PAGE ▸
__________
# Radin generics from iterated ultrapowers

Let $$u$$ be a measure sequence derived from some embedding $$j:V\rightarrow M$$. I heard that from iterating $$j$$ is possible to define a generic filter for some Radin forcing $$\mathbb{R}_w$$. Specifically, $$\mathbb{R}_w$$ is the Radin forcing defined using the measure sequence $$w=j_{\alpha}(u)$$, where $$j_\alpha$$ is the $$\alpha^{th}$$-iterated of $$j$$.

My question is the following: Which are the measures that we use to carry out this process? Are the second coordinates (i.e. $$u_\gamma(1)$$) of the corresponding measure sequence $$u_\gamma$$? Are the whole measure sequences $$u_\gamma$$? In this latter case, how looks like the definition of a ultrapower given by a measure sequence $$u_\gamma$$?
__________
PROVIDED RECORDS ▸
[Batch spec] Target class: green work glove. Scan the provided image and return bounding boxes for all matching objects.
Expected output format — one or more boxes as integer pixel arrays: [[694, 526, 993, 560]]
__________
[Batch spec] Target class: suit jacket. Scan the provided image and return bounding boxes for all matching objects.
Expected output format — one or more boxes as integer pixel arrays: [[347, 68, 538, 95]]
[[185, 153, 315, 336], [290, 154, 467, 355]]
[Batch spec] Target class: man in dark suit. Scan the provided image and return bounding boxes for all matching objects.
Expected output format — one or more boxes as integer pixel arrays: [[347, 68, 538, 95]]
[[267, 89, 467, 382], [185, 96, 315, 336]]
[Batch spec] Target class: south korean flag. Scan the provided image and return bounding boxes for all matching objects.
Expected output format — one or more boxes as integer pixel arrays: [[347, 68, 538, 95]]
__________
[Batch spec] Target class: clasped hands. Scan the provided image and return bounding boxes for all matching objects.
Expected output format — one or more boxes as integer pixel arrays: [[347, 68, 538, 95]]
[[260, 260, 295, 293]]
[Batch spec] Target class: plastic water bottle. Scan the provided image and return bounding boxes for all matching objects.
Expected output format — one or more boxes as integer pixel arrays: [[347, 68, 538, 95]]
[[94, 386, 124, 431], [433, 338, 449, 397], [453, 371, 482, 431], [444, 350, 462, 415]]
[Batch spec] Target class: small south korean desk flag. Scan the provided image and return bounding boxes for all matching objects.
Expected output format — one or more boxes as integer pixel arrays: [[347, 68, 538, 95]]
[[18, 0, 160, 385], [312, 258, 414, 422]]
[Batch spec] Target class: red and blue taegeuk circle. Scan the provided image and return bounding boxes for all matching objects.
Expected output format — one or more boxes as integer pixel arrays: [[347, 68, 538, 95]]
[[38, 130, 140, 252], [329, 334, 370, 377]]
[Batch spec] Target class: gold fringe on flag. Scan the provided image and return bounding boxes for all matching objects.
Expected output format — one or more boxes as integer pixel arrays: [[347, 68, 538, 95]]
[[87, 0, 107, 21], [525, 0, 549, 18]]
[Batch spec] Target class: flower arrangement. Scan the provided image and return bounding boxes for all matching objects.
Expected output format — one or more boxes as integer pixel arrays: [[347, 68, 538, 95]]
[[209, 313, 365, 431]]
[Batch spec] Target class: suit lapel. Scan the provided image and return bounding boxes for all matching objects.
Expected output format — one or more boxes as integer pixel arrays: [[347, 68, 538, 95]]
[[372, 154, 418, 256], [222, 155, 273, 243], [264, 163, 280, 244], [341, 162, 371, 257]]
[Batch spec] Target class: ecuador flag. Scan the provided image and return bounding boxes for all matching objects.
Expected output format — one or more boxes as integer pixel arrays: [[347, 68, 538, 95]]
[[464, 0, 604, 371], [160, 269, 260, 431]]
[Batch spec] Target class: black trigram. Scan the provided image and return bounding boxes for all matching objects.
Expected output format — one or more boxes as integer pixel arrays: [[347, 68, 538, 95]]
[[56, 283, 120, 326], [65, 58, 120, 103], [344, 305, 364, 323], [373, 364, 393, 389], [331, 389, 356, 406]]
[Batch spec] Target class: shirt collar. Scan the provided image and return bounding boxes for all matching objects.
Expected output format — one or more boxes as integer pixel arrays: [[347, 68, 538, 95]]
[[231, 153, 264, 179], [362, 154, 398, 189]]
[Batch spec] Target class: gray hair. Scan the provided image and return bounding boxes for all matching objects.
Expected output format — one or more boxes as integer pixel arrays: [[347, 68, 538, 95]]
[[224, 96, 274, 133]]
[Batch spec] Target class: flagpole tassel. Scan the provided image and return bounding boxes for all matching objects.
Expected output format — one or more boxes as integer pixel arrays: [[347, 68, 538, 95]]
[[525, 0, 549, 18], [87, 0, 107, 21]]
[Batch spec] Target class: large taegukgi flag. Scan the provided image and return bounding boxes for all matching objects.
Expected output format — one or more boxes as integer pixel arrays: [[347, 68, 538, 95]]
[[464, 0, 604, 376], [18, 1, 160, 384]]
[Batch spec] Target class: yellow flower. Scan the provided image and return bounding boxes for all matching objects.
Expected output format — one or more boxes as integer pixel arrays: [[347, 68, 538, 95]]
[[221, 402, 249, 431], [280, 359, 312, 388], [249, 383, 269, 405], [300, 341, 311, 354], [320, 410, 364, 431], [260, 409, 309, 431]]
__________
EXERCISE TASKS ▸
**A.** Translate this sentence from the post on Radin generics into Spanish: "Let $$u$$ be a measure sequence derived from some embedding $$j:V\rightarrow M$$."
**B.** In one to three sentences, explain which measure sequence the Radin forcing $$\mathbb{R}_w$$ in the post on Radin generics is defined from.

ANSWERS FOR THE TASKS ▸
**A.** Sea $$u$$ una sucesión de medidas derivada de algún encaje $$j:V\rightarrow M$$.

**B.** $$\mathbb{R}_w$$ is defined using the measure sequence $$w=j_{\alpha}(u)$$, where $$j_\alpha$$ is the $$\alpha^{th}$$ iterate of $$j$$. Here $$u$$ is a measure sequence derived from the embedding $$j:V\rightarrow M$$.